#### [TASK]
Copy every line of the records below word for word, but leave out the pictures.

#### [EXTRACTED DATA]
==========

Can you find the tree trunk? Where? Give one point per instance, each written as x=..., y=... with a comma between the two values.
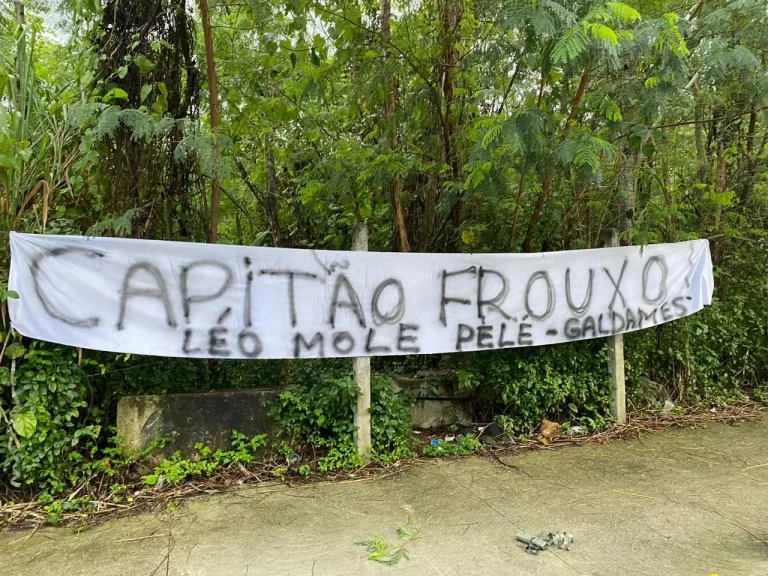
x=450, y=21
x=627, y=192
x=213, y=229
x=395, y=188
x=546, y=186
x=270, y=202
x=751, y=161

==========

#### [WRITTEN ANSWER]
Can you find the tree trunk? Where? Give one point per instance, each written as x=..., y=... with a comma between the two values.
x=450, y=21
x=627, y=192
x=213, y=229
x=395, y=188
x=546, y=186
x=270, y=202
x=751, y=161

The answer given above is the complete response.